Recast the items from the line containing "Cam-trap alert: motion was detected. Identify white parked" through the end of the items as a two-column CSV with the headers item_text and answer, one row per item. Put the item's text and its answer each in a single quoted field, replacing any line breaks with spaces.

Data shown:
<<<<

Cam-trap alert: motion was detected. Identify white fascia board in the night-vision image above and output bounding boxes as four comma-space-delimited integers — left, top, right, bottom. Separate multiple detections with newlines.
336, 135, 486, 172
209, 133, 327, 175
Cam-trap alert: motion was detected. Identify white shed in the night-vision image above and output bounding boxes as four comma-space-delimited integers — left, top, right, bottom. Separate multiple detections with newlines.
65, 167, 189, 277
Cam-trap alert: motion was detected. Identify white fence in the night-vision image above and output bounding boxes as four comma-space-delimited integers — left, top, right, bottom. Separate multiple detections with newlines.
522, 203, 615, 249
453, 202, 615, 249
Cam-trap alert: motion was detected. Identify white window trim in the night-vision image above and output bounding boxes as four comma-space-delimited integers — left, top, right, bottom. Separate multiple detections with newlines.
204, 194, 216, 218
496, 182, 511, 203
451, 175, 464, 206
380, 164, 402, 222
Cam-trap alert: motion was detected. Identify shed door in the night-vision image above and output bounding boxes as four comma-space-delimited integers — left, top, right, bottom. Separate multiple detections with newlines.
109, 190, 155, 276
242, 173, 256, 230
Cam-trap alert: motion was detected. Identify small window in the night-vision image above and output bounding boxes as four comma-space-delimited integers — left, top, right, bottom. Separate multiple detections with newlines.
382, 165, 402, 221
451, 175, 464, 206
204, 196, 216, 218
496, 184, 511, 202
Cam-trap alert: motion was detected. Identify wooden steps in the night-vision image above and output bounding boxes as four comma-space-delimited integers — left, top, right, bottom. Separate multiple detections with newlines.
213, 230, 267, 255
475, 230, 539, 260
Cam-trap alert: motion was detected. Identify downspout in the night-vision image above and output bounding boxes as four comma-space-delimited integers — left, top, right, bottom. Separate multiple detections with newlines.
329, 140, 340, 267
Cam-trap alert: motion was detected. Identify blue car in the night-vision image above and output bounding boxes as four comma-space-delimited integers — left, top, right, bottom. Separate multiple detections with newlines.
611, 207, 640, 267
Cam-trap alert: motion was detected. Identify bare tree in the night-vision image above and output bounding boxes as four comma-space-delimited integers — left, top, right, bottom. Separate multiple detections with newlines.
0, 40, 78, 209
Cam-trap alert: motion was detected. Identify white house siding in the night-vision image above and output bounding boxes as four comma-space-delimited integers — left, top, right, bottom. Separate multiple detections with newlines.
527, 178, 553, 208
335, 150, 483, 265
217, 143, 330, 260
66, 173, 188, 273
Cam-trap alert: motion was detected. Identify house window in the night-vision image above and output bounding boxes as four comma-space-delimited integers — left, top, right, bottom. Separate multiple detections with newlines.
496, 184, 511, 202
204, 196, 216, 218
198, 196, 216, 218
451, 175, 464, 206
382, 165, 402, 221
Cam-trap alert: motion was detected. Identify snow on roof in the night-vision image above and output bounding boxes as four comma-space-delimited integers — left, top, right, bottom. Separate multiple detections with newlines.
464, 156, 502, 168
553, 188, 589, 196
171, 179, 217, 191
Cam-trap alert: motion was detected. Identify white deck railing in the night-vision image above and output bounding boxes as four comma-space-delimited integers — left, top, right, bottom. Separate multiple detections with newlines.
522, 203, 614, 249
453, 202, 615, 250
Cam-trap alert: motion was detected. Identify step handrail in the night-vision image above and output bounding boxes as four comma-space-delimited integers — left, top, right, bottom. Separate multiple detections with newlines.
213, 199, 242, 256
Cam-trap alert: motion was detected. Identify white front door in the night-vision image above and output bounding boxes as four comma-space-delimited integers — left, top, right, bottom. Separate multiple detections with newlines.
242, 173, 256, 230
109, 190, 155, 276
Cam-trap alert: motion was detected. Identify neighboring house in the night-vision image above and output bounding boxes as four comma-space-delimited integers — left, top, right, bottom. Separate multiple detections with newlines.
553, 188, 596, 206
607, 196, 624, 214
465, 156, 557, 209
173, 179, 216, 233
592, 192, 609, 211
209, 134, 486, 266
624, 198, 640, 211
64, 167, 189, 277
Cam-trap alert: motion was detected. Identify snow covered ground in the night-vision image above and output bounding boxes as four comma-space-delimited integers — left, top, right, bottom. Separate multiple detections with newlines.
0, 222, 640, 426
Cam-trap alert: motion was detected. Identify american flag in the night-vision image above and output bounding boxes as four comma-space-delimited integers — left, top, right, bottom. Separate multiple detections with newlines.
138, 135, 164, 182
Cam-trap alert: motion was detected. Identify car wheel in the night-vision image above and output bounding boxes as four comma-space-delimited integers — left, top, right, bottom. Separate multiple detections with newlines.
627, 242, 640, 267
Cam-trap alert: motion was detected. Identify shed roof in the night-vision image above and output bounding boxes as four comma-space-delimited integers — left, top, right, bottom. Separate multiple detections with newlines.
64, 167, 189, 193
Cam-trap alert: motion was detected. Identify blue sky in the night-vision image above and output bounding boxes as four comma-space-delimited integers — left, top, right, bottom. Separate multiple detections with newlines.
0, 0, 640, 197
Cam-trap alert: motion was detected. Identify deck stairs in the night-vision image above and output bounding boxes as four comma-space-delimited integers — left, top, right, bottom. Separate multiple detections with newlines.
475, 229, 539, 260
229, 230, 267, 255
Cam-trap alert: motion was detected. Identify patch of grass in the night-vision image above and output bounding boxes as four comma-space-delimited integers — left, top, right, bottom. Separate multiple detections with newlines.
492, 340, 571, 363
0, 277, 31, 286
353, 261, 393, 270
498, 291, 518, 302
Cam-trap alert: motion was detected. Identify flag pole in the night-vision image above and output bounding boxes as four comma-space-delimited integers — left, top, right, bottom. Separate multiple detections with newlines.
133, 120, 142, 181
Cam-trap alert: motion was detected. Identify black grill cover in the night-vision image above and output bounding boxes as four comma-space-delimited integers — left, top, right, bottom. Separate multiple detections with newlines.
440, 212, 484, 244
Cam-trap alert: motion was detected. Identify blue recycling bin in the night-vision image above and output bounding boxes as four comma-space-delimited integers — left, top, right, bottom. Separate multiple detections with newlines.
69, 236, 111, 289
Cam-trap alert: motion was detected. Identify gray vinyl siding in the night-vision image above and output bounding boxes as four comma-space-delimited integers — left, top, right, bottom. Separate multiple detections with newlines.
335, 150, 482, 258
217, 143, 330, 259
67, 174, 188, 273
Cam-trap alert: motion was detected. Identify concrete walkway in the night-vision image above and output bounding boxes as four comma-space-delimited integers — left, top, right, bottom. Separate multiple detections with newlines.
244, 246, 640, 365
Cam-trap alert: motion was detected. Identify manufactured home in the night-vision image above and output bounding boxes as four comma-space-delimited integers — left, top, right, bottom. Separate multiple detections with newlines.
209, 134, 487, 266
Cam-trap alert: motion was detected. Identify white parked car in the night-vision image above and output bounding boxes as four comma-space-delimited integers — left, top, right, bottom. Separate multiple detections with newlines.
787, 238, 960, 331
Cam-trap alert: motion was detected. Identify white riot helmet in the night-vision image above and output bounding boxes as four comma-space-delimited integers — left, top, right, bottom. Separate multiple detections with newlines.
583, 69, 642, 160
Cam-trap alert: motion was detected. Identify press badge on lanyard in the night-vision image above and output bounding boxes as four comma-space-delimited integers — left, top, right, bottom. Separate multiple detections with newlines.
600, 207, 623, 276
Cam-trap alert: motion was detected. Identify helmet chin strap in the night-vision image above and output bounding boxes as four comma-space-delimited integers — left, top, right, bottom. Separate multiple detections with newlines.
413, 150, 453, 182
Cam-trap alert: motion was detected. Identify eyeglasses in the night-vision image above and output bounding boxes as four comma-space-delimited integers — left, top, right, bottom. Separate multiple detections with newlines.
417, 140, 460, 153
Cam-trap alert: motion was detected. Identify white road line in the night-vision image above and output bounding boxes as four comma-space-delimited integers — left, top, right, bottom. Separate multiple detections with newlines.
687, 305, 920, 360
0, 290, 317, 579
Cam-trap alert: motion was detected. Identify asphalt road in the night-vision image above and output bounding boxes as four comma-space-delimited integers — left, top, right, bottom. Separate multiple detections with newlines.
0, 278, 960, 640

>>>>

Task result:
item_text,answer
"Cam-trap alert: motion was detected. Identify white parked car in the night-vision image above and output bounding boxes as four comma-space-delimited integers — left, top, right, bottom. Separate multiple detections with newlines.","787, 238, 960, 331"
"Cam-trap alert: motion was detected. Identify white riot helmet in the night-vision image above and output bounding boxes as four comma-space-delimited integers — left, top, right, bottom. Separate multiple detections with newlines.","583, 69, 642, 160"
"Cam-trap alert: motion was detected. Identify press badge on lanyard in the night-vision image above and output bounding boxes as four comma-space-delimited integers — left, top, right, bottom. Separate multiple detections with newlines.","600, 207, 623, 276"
"Cam-trap alert: motion was detected. Identify helmet chin strap in the night-vision image above and output bounding boxes as four comma-space-delimited integers — left, top, right, bottom. Separate multiple detections with newlines.","413, 150, 453, 182"
"Cam-trap alert: motion was detected. Identify eyeglasses in the night-vision image above and output bounding boxes as four comma-space-delimited integers — left, top, right, bottom. Separate multiple detections with newlines.","417, 140, 460, 153"
"Cam-trap alert: motion was detected. Identify white road line in the night-vision image above and output bounding boxes as four comma-space-delimited integers — left, top, right, bottom. Separate multiple detections with newlines.","687, 305, 920, 360 0, 290, 317, 579"
"Cam-trap alert: motion was detected. Identify asphalt road in the night-vision image above and output bounding boxes as four comma-space-delimited integers — left, top, right, bottom. Separate multiple detections with newlines.","0, 278, 960, 640"